## begin RECORDS SUPPLIED

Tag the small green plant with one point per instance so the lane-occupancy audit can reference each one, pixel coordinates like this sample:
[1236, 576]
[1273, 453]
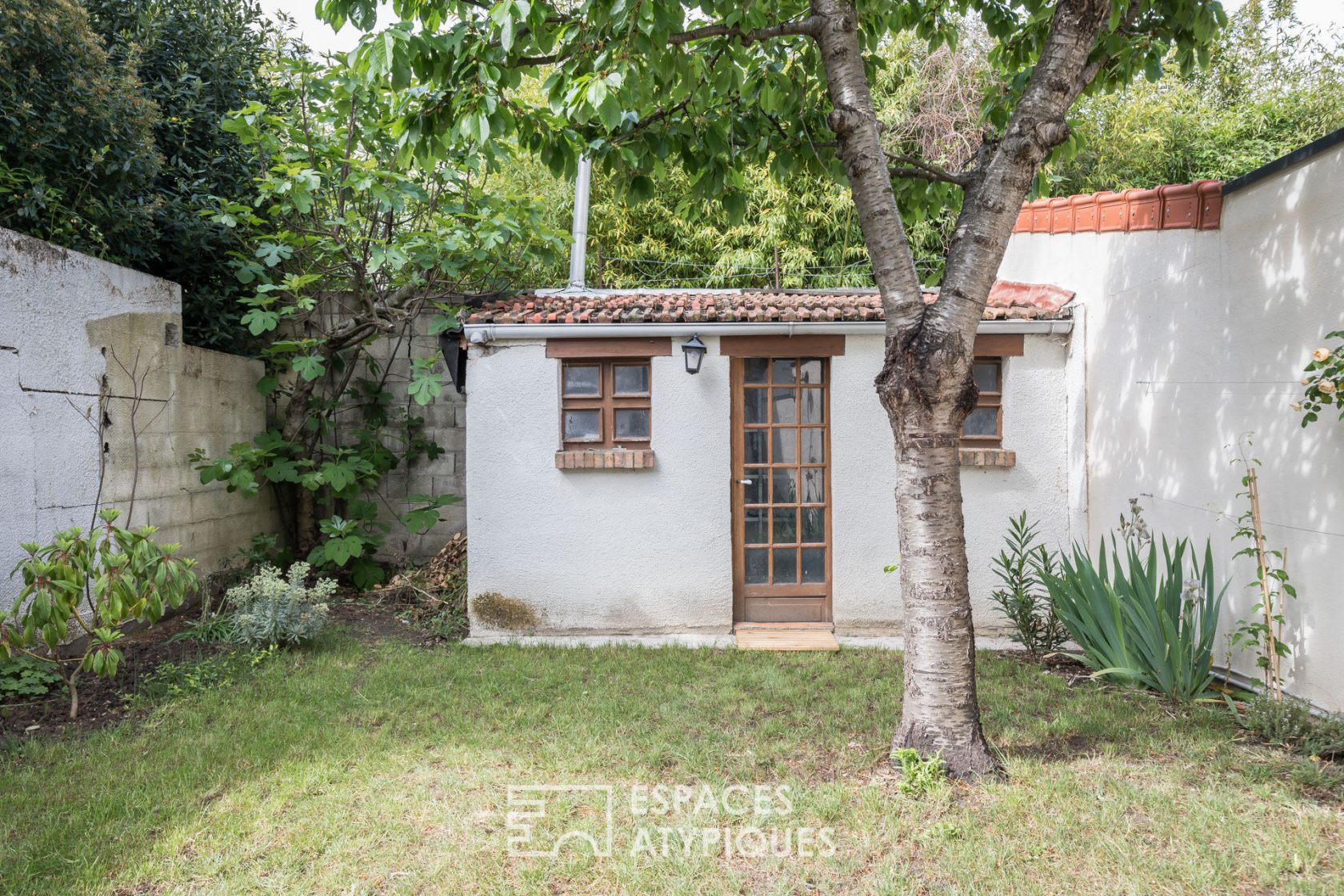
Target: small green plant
[1290, 723]
[1324, 382]
[272, 609]
[26, 678]
[1140, 619]
[172, 680]
[1023, 597]
[217, 628]
[98, 585]
[498, 611]
[919, 775]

## end RECORDS SUPPLIED

### EXERCISE BRIEF
Copy the records above exactly, omitting every picture.

### EXPECTED ANSWER
Tag the small green plant with one point per instance so the lane-occupancy audit can reference each one, pixel coordinates like this sample:
[1236, 576]
[1273, 453]
Target: small green plant
[1290, 723]
[1324, 382]
[272, 609]
[26, 678]
[1140, 619]
[172, 680]
[1023, 597]
[217, 628]
[98, 585]
[498, 611]
[919, 775]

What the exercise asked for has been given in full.